— Start INPUT MATERIAL —
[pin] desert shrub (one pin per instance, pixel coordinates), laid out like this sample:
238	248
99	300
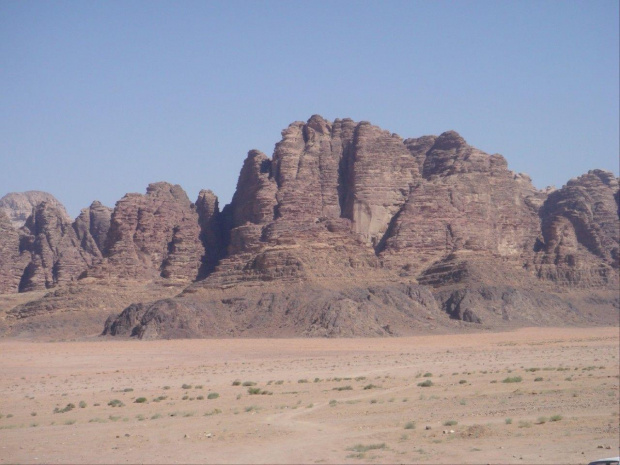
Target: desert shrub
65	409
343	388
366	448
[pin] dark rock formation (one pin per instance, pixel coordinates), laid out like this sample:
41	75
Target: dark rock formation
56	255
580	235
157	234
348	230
— End INPUT MATERIAL —
— Start INPUT MATERIAL —
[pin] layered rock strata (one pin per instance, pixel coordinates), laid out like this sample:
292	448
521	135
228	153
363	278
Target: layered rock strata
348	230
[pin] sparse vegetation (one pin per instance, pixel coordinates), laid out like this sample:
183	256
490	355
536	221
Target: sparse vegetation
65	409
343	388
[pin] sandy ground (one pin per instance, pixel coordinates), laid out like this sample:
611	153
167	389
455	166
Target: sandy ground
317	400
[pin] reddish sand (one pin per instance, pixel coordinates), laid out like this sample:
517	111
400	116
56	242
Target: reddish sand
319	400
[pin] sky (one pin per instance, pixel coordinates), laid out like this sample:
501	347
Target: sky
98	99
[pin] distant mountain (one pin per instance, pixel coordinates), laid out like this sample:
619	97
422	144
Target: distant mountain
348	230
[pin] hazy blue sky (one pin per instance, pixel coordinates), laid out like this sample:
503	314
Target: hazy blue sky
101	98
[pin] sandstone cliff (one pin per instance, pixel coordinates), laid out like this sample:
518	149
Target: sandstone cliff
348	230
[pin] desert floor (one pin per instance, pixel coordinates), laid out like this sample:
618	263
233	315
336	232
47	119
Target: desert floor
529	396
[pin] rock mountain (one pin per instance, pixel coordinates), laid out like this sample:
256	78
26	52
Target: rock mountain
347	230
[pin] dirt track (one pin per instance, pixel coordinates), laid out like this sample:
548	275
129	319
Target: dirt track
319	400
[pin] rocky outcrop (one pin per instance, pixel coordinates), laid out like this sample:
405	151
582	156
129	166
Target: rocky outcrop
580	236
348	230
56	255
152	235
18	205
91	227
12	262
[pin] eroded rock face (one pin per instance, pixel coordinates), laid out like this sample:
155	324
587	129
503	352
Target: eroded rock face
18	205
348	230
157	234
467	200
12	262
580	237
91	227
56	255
— End INPUT MATERIAL —
— Start INPUT MATERIAL —
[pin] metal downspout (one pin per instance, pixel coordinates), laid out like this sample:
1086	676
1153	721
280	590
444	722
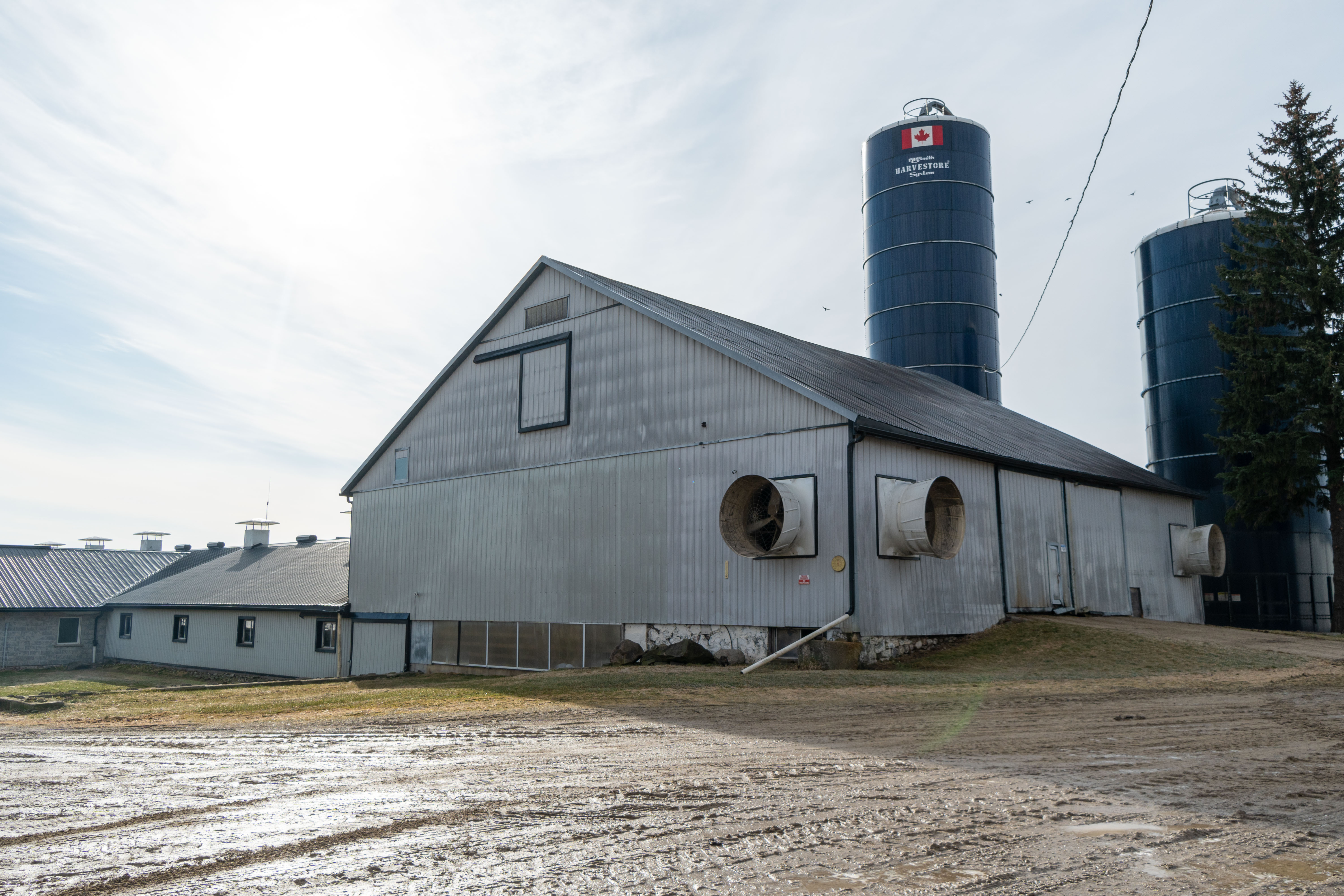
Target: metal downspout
— End INPUT MATERIAL —
Count the lines in the listing that contain the string "blue", treating uppercase and lowercase as different, and give only the number.

● **ANSWER FOR THE TASK**:
2